(Rows from a data collection)
^^^^^^^^^^^^^^^^
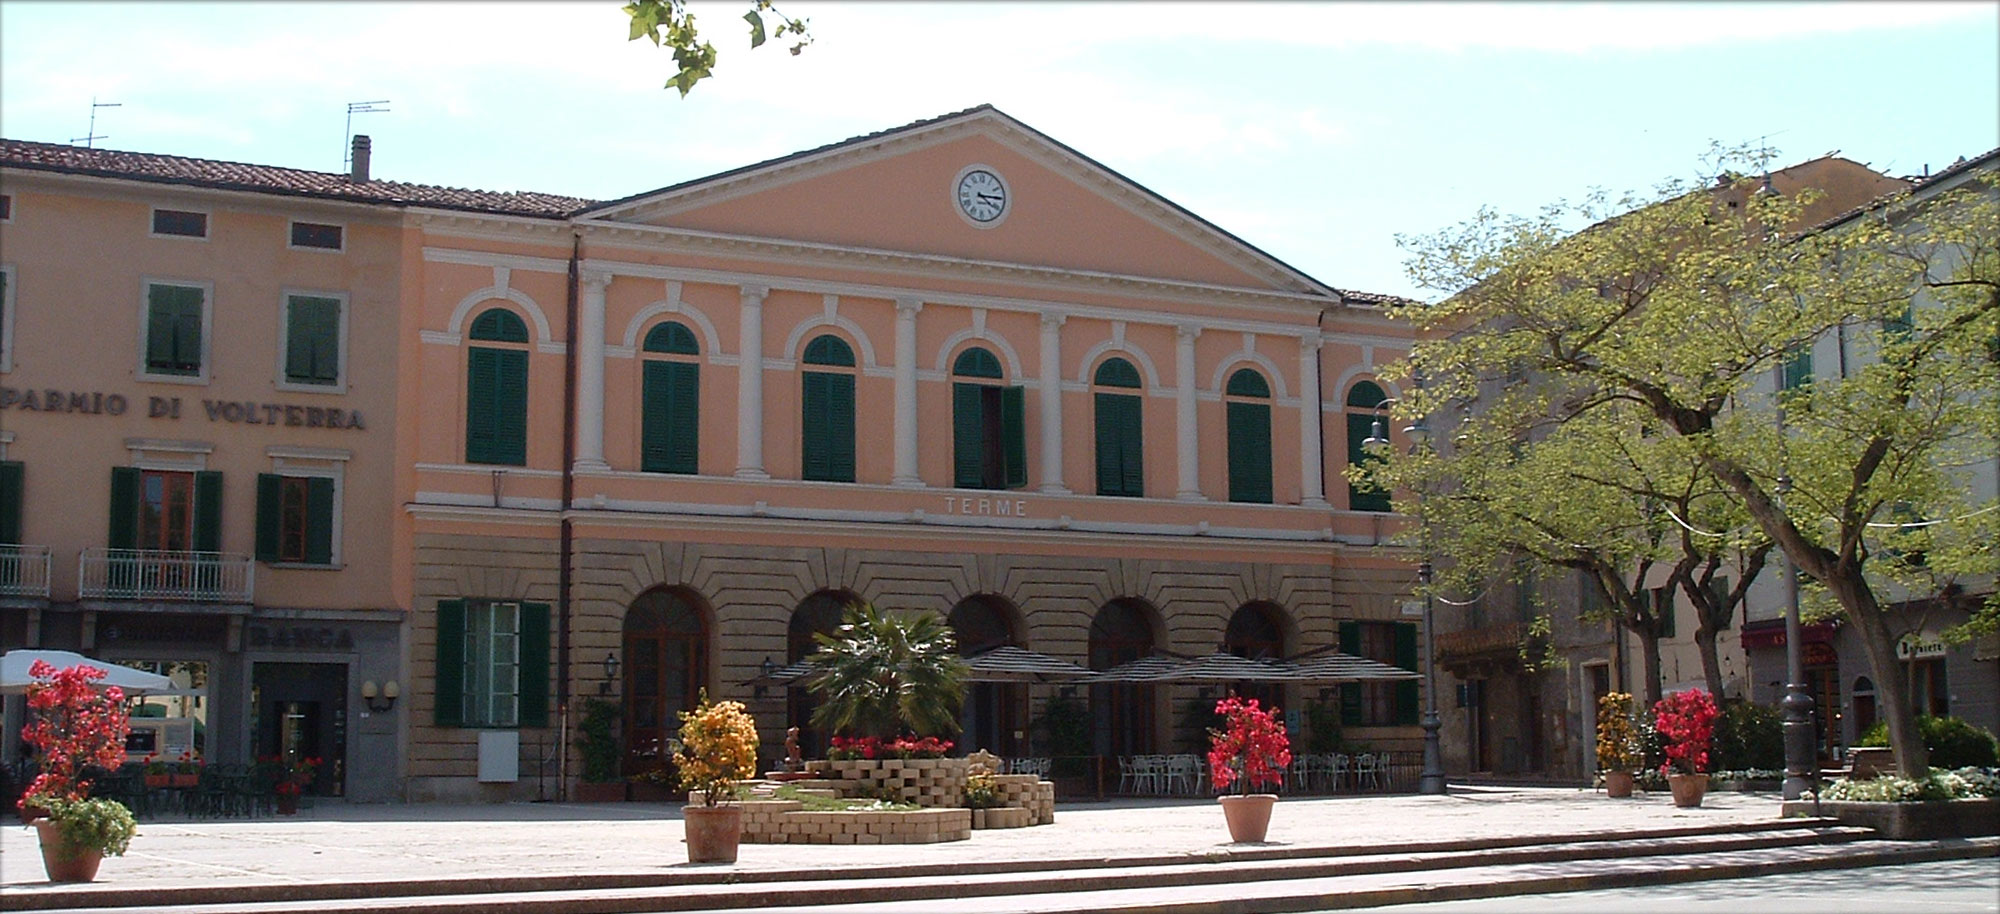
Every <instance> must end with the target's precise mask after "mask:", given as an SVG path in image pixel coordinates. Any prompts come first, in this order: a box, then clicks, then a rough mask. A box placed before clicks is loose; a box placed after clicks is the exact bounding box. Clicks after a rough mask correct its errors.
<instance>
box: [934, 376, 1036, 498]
mask: <svg viewBox="0 0 2000 914" xmlns="http://www.w3.org/2000/svg"><path fill="white" fill-rule="evenodd" d="M1002 378H1004V376H1002V372H1000V360H998V358H994V354H992V352H986V350H982V348H978V346H974V348H968V350H964V352H960V354H958V358H956V360H954V362H952V484H954V486H958V488H1020V486H1026V484H1028V436H1026V430H1024V428H1026V412H1028V400H1026V396H1024V394H1022V388H1018V386H1012V388H1010V386H1004V382H1002Z"/></svg>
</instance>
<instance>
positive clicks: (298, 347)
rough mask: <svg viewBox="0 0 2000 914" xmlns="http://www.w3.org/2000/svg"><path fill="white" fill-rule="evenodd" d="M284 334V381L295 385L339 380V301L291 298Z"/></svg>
mask: <svg viewBox="0 0 2000 914" xmlns="http://www.w3.org/2000/svg"><path fill="white" fill-rule="evenodd" d="M288 306H290V314H288V316H286V330H284V378H286V380H290V382H298V384H334V382H338V380H340V300H338V298H324V296H292V298H290V300H288Z"/></svg>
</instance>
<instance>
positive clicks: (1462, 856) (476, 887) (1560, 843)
mask: <svg viewBox="0 0 2000 914" xmlns="http://www.w3.org/2000/svg"><path fill="white" fill-rule="evenodd" d="M1680 832H1684V834H1648V836H1634V834H1618V836H1580V838H1578V840H1566V842H1546V840H1516V842H1500V840H1494V842H1486V844H1488V846H1480V848H1432V850H1418V848H1416V846H1404V848H1360V850H1364V852H1346V854H1344V852H1342V848H1312V850H1318V852H1316V854H1300V850H1306V848H1252V850H1250V852H1242V854H1214V856H1206V858H1200V860H1190V858H1188V856H1174V858H1156V860H1136V862H1134V860H1102V862H1068V866H1064V864H1066V862H1044V866H1018V864H1016V866H1008V868H998V870H990V872H970V870H978V868H976V866H944V868H936V870H934V872H922V874H920V872H902V874H890V872H882V870H888V868H868V870H850V872H830V870H794V872H730V870H706V872H678V874H672V876H708V880H692V878H674V880H660V876H666V874H652V876H654V880H652V882H650V884H638V882H626V884H622V886H620V884H614V882H608V880H606V878H596V882H594V884H580V880H578V878H568V880H542V882H540V884H530V882H514V880H484V882H480V884H478V886H424V892H426V894H416V892H410V890H412V888H416V886H410V884H404V886H402V888H400V892H398V886H396V884H376V890H374V894H376V896H356V894H344V896H340V898H334V896H314V894H312V892H310V888H312V886H264V888H266V890H282V896H276V894H272V892H266V894H262V896H260V898H254V900H252V896H250V894H246V892H226V894H224V892H214V894H208V898H200V896H196V894H186V892H184V894H176V896H166V894H162V892H146V894H144V896H126V898H116V896H112V894H98V898H90V900H86V896H88V894H90V892H68V902H70V904H68V906H72V908H74V906H78V904H100V906H104V908H102V910H114V906H132V904H174V910H186V912H198V914H276V912H314V914H334V912H406V914H416V912H424V914H458V912H474V910H490V912H512V914H528V912H536V914H538V912H564V914H570V912H576V914H584V912H642V910H644V912H668V910H718V908H744V910H748V908H764V910H770V908H792V906H828V904H834V906H838V904H866V906H870V910H874V908H872V906H882V904H914V908H910V910H924V908H926V906H928V908H930V910H934V908H936V906H938V902H940V900H950V904H952V906H954V908H960V906H964V904H968V902H970V900H980V902H978V904H982V906H984V904H998V906H1004V904H1006V902H1004V898H1014V900H1020V904H1022V908H1020V910H1058V908H1062V904H1056V900H1062V898H1068V900H1074V898H1080V894H1090V892H1136V894H1140V896H1144V894H1148V892H1164V890H1172V894H1176V896H1178V894H1184V892H1196V890H1220V892H1224V896H1230V898H1234V894H1236V890H1234V888H1230V886H1242V884H1258V886H1292V884H1304V882H1310V880H1370V878H1376V880H1380V878H1390V876H1398V874H1400V878H1402V880H1404V882H1408V880H1410V876H1412V874H1416V876H1420V884H1432V882H1438V880H1454V878H1456V876H1450V874H1456V872H1462V870H1494V868H1510V866H1512V868H1522V872H1528V874H1534V872H1544V874H1546V872H1550V866H1558V868H1562V870H1574V868H1578V866H1602V864H1610V862H1628V864H1630V866H1638V868H1640V870H1646V872H1650V870H1648V868H1646V866H1644V864H1642V862H1644V860H1668V858H1674V860H1712V858H1716V856H1724V858H1744V856H1752V858H1762V854H1770V852H1792V850H1798V848H1824V846H1842V844H1854V842H1864V840H1868V838H1870V834H1872V832H1868V830H1860V828H1828V826H1820V828H1796V826H1792V828H1732V830H1698V828H1684V830H1680ZM1440 844H1444V842H1440ZM1256 850H1280V852H1284V854H1256ZM1960 850H1962V848H1960ZM1986 852H1988V854H1990V852H1992V846H1988V848H1986ZM1854 866H1866V864H1854ZM724 880H726V882H724ZM500 882H510V884H500ZM328 888H336V886H328ZM338 888H358V886H338ZM438 890H444V892H452V894H430V892H438ZM1268 892H1274V896H1278V898H1294V896H1302V894H1300V892H1290V890H1286V892H1280V890H1274V888H1272V890H1268ZM1312 892H1320V894H1324V890H1322V888H1314V890H1312ZM1190 898H1192V894H1190ZM50 900H56V898H50V896H48V894H42V892H36V894H22V896H12V898H8V906H10V908H14V906H20V908H22V910H28V908H46V904H40V902H50ZM16 902H30V904H24V906H22V904H16ZM204 902H208V904H204ZM1084 902H1090V900H1088V898H1084ZM1064 904H1070V902H1064ZM1090 904H1096V902H1090ZM1370 904H1386V902H1370ZM1008 910H1012V908H1008ZM1082 910H1090V908H1088V906H1086V908H1082ZM1270 910H1296V908H1282V906H1280V908H1270Z"/></svg>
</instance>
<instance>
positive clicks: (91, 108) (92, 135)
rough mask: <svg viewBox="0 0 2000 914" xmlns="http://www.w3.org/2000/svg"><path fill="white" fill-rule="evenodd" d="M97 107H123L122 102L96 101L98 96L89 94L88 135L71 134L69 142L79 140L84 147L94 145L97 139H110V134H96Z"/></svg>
mask: <svg viewBox="0 0 2000 914" xmlns="http://www.w3.org/2000/svg"><path fill="white" fill-rule="evenodd" d="M98 108H124V104H122V102H98V96H90V130H86V134H88V136H72V138H70V142H80V144H84V148H86V150H88V148H92V146H96V142H98V140H110V136H98Z"/></svg>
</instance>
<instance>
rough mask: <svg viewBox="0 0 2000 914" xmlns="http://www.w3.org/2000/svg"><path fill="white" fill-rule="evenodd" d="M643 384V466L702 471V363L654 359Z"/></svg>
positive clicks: (661, 468) (644, 378) (659, 471)
mask: <svg viewBox="0 0 2000 914" xmlns="http://www.w3.org/2000/svg"><path fill="white" fill-rule="evenodd" d="M640 384H642V390H640V400H642V406H640V408H642V412H644V416H642V420H640V470H646V472H686V474H692V472H700V440H702V438H700V436H702V412H700V366H696V364H694V362H660V360H652V362H646V368H644V376H642V378H640Z"/></svg>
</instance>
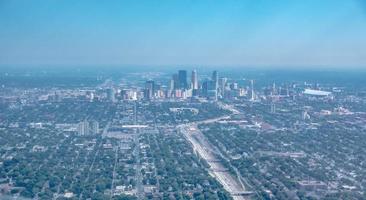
^^^^^^^^^^^^^^^^
- What you should do
Rewrite all the rows above, changing every "positive clicks" to "foreground clicks" and keeping everything else the same. Omit the pictures from your answer.

- Answer box
Every <instance> must end with the target's precise mask after "mask:", given as an SVG path in image pixel coordinates. Any prompts come first, in this order: a box, then clicks, then a rough mask. A box placed before clicks is loose; a box placed after clicks is the exact bounding box. Clicks after a rough mask correct its errors.
<instance>
box: [934, 376, 1036, 498]
mask: <svg viewBox="0 0 2000 914" xmlns="http://www.w3.org/2000/svg"><path fill="white" fill-rule="evenodd" d="M1002 378H1004V376H1002V372H1000V360H998V358H994V354H992V352H986V350H982V348H978V346H974V348H968V350H964V352H960V354H958V358H956V360H954V362H952V484H954V486H958V488H1020V486H1026V484H1028V436H1026V430H1024V428H1026V412H1028V400H1026V396H1024V394H1022V388H1018V386H1012V388H1010V386H1004V382H1002Z"/></svg>
</instance>
<instance>
foreground clicks: (298, 347)
rough mask: <svg viewBox="0 0 2000 914" xmlns="http://www.w3.org/2000/svg"><path fill="white" fill-rule="evenodd" d="M284 334V381L295 385L339 380V301L291 298Z"/></svg>
mask: <svg viewBox="0 0 2000 914" xmlns="http://www.w3.org/2000/svg"><path fill="white" fill-rule="evenodd" d="M288 306H290V314H288V316H286V330H284V378H286V380H290V382H298V384H334V382H338V380H340V300H338V298H324V296H292V298H290V300H288Z"/></svg>
</instance>
<instance>
foreground clicks: (1462, 856) (476, 887) (1560, 843)
mask: <svg viewBox="0 0 2000 914" xmlns="http://www.w3.org/2000/svg"><path fill="white" fill-rule="evenodd" d="M1680 832H1684V834H1648V836H1634V834H1618V836H1580V838H1578V840H1566V842H1546V840H1516V842H1500V840H1494V842H1486V844H1488V846H1480V848H1432V850H1418V848H1416V846H1404V848H1360V850H1364V852H1346V854H1344V852H1342V848H1312V850H1318V852H1316V854H1300V850H1306V848H1252V850H1250V852H1242V854H1214V856H1206V858H1200V860H1190V858H1188V856H1174V858H1156V860H1136V862H1134V860H1102V862H1068V866H1064V864H1066V862H1044V866H1018V864H1016V866H1008V868H998V870H990V872H970V870H978V868H976V866H944V868H936V870H934V872H922V874H920V872H902V874H890V872H882V870H888V868H868V870H850V872H830V870H794V872H730V870H706V872H678V874H672V876H708V880H692V878H674V880H660V876H666V874H652V876H654V880H652V882H650V884H638V882H626V884H622V886H620V884H614V882H608V880H606V878H596V882H594V884H580V880H578V878H568V880H542V882H540V884H530V882H514V880H484V882H480V884H478V886H424V892H426V894H416V892H410V890H412V888H416V886H410V884H404V886H402V888H400V892H398V886H396V884H376V890H374V894H376V896H356V894H344V896H340V898H334V896H314V894H312V892H310V888H312V886H264V888H266V890H282V896H276V894H272V892H266V894H262V896H260V898H254V900H252V896H250V894H246V892H226V894H224V892H214V894H208V898H200V896H196V894H186V892H184V894H176V896H166V894H162V892H146V894H144V896H126V898H116V896H112V894H98V898H90V900H86V896H88V894H90V892H68V902H70V904H68V906H72V908H74V906H78V904H100V906H104V908H102V910H114V906H132V904H174V910H186V912H198V914H276V912H314V914H334V912H406V914H416V912H424V914H458V912H474V910H490V912H512V914H528V912H536V914H538V912H564V914H570V912H576V914H584V912H642V910H644V912H668V910H718V908H744V910H748V908H764V910H770V908H792V906H828V904H834V906H838V904H866V906H870V910H874V908H872V906H882V904H914V908H910V910H924V908H926V906H928V908H930V910H934V908H936V906H938V902H940V900H950V904H952V906H954V908H960V906H964V904H968V902H970V900H980V902H978V904H982V906H984V904H998V906H1004V904H1006V902H1004V898H1014V900H1020V904H1022V908H1020V910H1058V908H1062V904H1056V900H1062V898H1068V900H1074V898H1080V894H1090V892H1136V894H1140V896H1144V894H1148V892H1164V890H1172V894H1176V896H1178V894H1184V892H1196V890H1220V892H1224V896H1230V898H1234V894H1236V890H1234V888H1230V886H1242V884H1258V886H1292V884H1304V882H1310V880H1370V878H1376V880H1380V878H1390V876H1398V874H1400V878H1402V880H1404V882H1408V880H1410V876H1412V874H1416V876H1420V884H1432V882H1438V880H1454V878H1456V876H1450V874H1456V872H1462V870H1494V868H1510V866H1512V868H1522V872H1528V874H1534V872H1544V874H1546V872H1550V866H1558V868H1562V870H1574V868H1578V866H1602V864H1610V862H1628V864H1630V866H1638V868H1640V870H1646V872H1650V870H1648V868H1646V866H1644V864H1642V862H1644V860H1668V858H1674V860H1712V858H1716V856H1724V858H1744V856H1752V858H1762V854H1770V852H1792V850H1798V848H1824V846H1842V844H1854V842H1864V840H1868V838H1870V834H1872V832H1868V830H1860V828H1828V826H1820V828H1796V826H1792V828H1732V830H1698V828H1684V830H1680ZM1440 844H1444V842H1440ZM1256 850H1280V852H1284V854H1256ZM1960 850H1962V848H1960ZM1986 852H1988V854H1990V852H1992V846H1988V848H1986ZM1854 866H1866V864H1854ZM724 880H726V882H724ZM500 882H510V884H500ZM328 888H336V886H328ZM338 888H358V886H338ZM438 890H444V892H452V894H430V892H438ZM1268 892H1274V896H1278V898H1294V896H1302V894H1300V892H1290V890H1286V892H1280V890H1274V888H1272V890H1268ZM1312 892H1320V894H1324V890H1322V888H1314V890H1312ZM1190 898H1192V894H1190ZM50 900H56V898H50V896H48V894H42V892H36V894H22V896H12V898H8V906H10V908H14V906H20V908H22V910H28V908H46V904H40V902H50ZM16 902H30V904H24V906H22V904H16ZM204 902H208V904H204ZM1084 902H1090V900H1088V898H1084ZM1064 904H1070V902H1064ZM1090 904H1096V902H1090ZM1370 904H1386V902H1370ZM1008 910H1012V908H1008ZM1082 910H1090V908H1088V906H1086V908H1082ZM1270 910H1296V908H1282V906H1280V908H1270Z"/></svg>
</instance>
<instance>
foreground clicks: (91, 108) (92, 135)
rough mask: <svg viewBox="0 0 2000 914" xmlns="http://www.w3.org/2000/svg"><path fill="white" fill-rule="evenodd" d="M97 107H123L122 102L96 101L98 96L89 94L88 135L71 134L69 142L79 140L84 147L94 145L97 139H110V134H96Z"/></svg>
mask: <svg viewBox="0 0 2000 914" xmlns="http://www.w3.org/2000/svg"><path fill="white" fill-rule="evenodd" d="M98 108H124V104H122V102H98V96H90V130H86V134H88V136H72V138H70V142H80V144H84V148H86V150H88V148H92V146H96V142H98V140H110V136H98Z"/></svg>
</instance>
<instance>
rough mask: <svg viewBox="0 0 2000 914" xmlns="http://www.w3.org/2000/svg"><path fill="white" fill-rule="evenodd" d="M643 384V466L702 471V363L654 359Z"/></svg>
foreground clicks: (661, 468) (644, 378) (659, 471)
mask: <svg viewBox="0 0 2000 914" xmlns="http://www.w3.org/2000/svg"><path fill="white" fill-rule="evenodd" d="M640 384H642V390H640V400H642V406H640V408H642V412H644V416H642V420H640V470H646V472H686V474H692V472H700V440H702V438H700V436H702V412H700V366H696V364H694V362H660V360H652V362H646V368H644V376H642V378H640Z"/></svg>
</instance>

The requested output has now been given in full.